▶ [Dataset rows showing where objects appear]
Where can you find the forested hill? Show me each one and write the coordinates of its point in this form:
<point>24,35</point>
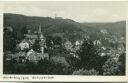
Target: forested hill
<point>65,28</point>
<point>111,27</point>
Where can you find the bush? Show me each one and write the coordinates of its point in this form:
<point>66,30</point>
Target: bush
<point>86,72</point>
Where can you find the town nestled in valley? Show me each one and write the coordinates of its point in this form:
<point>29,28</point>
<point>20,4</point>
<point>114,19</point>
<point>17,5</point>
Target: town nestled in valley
<point>58,46</point>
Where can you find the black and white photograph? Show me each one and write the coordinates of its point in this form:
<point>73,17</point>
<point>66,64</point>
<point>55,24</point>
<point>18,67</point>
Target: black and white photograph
<point>85,38</point>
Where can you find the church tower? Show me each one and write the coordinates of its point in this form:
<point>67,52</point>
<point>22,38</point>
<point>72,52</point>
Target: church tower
<point>41,38</point>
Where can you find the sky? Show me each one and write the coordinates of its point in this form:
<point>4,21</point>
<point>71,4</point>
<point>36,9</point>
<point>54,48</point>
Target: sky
<point>80,11</point>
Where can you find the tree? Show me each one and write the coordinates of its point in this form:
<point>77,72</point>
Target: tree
<point>89,55</point>
<point>36,46</point>
<point>122,60</point>
<point>9,40</point>
<point>111,67</point>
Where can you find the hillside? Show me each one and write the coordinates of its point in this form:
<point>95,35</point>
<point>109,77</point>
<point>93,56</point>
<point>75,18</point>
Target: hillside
<point>60,27</point>
<point>65,28</point>
<point>113,27</point>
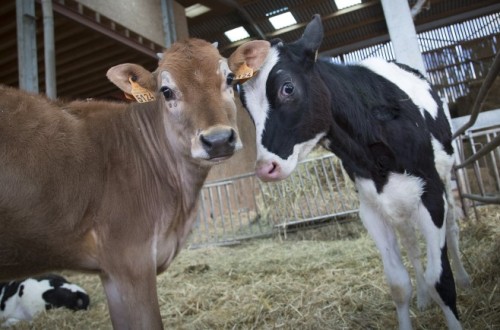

▶ [TASK INSTRUCTIONS] Write out every one of the records above without any changes, but leave the pictures out.

▶ [SOLUTION FOR THIS EXERCISE]
Where can you find the forested hill? Show me each one and write the coordinates of its point in this form:
<point>24,35</point>
Target: forested hill
<point>65,28</point>
<point>111,27</point>
Where can you find the bush? Show me each one and write the coordinates of its point in this form:
<point>66,30</point>
Target: bush
<point>86,72</point>
Where can you find the town nestled in valley? Show me each one and write the coordinates of its point in this form:
<point>29,28</point>
<point>20,4</point>
<point>114,19</point>
<point>17,5</point>
Target: town nestled in valley
<point>58,46</point>
Where can you find the black and white photograph? Show me each one and write the coordinates of its point in this form:
<point>73,17</point>
<point>66,64</point>
<point>55,24</point>
<point>18,67</point>
Target: black and white photograph
<point>85,38</point>
Where can you find the church tower? Show me each one and write the coordinates of its point in this form:
<point>67,52</point>
<point>22,38</point>
<point>72,52</point>
Target: church tower
<point>41,38</point>
Where can you find the sky? Show me each one and write the coordinates of its point in this form:
<point>4,21</point>
<point>71,4</point>
<point>36,9</point>
<point>54,48</point>
Target: sky
<point>80,11</point>
Where can you find the tree? Show me each one and write the coordinates of its point in this form:
<point>77,72</point>
Target: tree
<point>89,55</point>
<point>36,46</point>
<point>122,60</point>
<point>9,40</point>
<point>111,67</point>
Where can you find the hillside? Show me each one and write the coordinates of its point in this form:
<point>95,35</point>
<point>109,77</point>
<point>93,56</point>
<point>75,18</point>
Target: hillside
<point>60,27</point>
<point>65,28</point>
<point>113,27</point>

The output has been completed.